What is needed => Exactly the lines from the one containing "Find the feathered" through the end of the data below are to be reproduced, and nothing besides them.

— BEGIN —

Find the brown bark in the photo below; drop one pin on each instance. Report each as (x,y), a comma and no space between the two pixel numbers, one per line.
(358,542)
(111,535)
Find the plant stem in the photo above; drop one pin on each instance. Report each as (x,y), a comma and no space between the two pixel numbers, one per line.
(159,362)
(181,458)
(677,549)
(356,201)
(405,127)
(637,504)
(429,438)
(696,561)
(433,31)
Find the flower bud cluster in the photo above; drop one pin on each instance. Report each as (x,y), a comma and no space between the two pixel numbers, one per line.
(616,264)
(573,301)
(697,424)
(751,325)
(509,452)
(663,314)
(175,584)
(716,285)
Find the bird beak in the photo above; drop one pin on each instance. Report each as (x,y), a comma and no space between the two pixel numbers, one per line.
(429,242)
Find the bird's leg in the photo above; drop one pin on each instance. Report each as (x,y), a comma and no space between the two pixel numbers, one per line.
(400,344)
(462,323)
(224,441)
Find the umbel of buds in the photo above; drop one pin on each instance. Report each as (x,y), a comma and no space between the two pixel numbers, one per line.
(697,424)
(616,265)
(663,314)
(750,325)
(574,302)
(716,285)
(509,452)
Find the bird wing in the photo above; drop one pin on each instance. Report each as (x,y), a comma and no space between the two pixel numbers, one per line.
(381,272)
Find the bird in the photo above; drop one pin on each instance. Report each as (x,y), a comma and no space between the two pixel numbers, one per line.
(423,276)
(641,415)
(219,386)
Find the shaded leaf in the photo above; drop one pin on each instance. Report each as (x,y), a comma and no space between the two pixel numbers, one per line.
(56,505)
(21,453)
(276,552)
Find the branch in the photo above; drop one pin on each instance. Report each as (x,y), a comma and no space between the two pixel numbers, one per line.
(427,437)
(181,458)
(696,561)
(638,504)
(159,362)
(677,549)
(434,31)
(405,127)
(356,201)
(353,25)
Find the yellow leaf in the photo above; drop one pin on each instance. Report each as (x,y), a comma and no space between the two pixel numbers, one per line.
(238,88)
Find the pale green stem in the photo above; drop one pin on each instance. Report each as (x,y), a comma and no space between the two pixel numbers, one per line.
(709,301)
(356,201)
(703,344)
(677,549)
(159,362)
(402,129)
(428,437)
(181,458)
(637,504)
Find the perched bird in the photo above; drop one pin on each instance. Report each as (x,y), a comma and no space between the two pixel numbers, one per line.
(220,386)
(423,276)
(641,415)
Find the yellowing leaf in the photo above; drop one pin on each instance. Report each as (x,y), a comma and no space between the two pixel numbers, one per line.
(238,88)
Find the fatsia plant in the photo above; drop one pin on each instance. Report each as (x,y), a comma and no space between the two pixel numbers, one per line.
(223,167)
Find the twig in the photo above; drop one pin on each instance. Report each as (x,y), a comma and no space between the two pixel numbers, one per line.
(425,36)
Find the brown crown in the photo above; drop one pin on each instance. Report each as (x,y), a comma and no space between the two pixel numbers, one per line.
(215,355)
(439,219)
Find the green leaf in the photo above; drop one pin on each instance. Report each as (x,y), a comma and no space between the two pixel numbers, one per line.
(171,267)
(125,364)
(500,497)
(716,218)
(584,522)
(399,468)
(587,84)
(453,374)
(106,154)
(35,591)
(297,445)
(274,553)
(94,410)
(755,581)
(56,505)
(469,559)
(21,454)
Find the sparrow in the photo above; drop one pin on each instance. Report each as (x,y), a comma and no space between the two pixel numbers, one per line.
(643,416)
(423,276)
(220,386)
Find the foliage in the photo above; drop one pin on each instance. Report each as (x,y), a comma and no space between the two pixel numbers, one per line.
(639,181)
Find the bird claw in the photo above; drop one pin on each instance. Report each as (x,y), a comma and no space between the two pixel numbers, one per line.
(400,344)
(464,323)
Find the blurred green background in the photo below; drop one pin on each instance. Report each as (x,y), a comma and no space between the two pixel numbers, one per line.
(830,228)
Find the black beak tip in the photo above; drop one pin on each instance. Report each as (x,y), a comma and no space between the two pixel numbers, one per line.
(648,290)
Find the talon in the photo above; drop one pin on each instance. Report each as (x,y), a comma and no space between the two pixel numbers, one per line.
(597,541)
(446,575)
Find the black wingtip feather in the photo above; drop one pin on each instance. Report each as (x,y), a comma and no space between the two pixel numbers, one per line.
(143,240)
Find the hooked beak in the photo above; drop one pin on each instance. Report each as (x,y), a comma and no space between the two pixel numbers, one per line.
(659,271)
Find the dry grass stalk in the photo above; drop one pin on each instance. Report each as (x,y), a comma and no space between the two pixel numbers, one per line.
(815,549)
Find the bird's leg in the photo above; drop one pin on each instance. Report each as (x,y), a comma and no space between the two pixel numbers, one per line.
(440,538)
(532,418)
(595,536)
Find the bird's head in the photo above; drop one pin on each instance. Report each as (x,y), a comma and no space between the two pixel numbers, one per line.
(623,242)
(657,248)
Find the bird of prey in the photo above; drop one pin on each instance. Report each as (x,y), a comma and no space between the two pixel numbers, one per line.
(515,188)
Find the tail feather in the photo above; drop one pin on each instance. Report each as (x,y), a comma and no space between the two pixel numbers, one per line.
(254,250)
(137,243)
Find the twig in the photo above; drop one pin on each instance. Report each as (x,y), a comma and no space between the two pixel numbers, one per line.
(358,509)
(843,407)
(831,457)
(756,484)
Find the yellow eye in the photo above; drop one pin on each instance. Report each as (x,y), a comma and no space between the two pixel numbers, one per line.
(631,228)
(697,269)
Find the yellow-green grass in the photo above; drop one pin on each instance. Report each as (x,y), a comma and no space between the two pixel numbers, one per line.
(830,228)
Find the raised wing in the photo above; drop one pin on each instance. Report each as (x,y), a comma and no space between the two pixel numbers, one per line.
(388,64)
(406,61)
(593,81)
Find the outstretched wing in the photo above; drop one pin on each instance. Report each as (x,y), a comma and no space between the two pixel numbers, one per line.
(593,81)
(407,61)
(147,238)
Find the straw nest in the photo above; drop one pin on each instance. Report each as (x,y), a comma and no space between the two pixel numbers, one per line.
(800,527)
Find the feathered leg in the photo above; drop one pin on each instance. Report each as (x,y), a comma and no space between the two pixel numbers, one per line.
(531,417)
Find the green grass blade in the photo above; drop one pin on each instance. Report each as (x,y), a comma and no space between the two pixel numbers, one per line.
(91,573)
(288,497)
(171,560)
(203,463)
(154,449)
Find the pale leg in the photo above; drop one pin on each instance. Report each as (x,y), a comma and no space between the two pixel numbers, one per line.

— END —

Result for this exercise =>
Find the feathered leg in the photo above; drop one pin on each instance. Report each as (x,y), a comma and no space between the two pixel numbers, one per line.
(531,417)
Find the green grass blade in the photo above; drop one pin on each instance. Report each as (x,y), a comma and no space between the two pixel numbers, one per line.
(91,573)
(288,497)
(171,560)
(203,463)
(154,449)
Find the pale leg in the photo above; drop one pin on each instance. Report each as (x,y), a comma and no space between the two pixel numbers, one per line.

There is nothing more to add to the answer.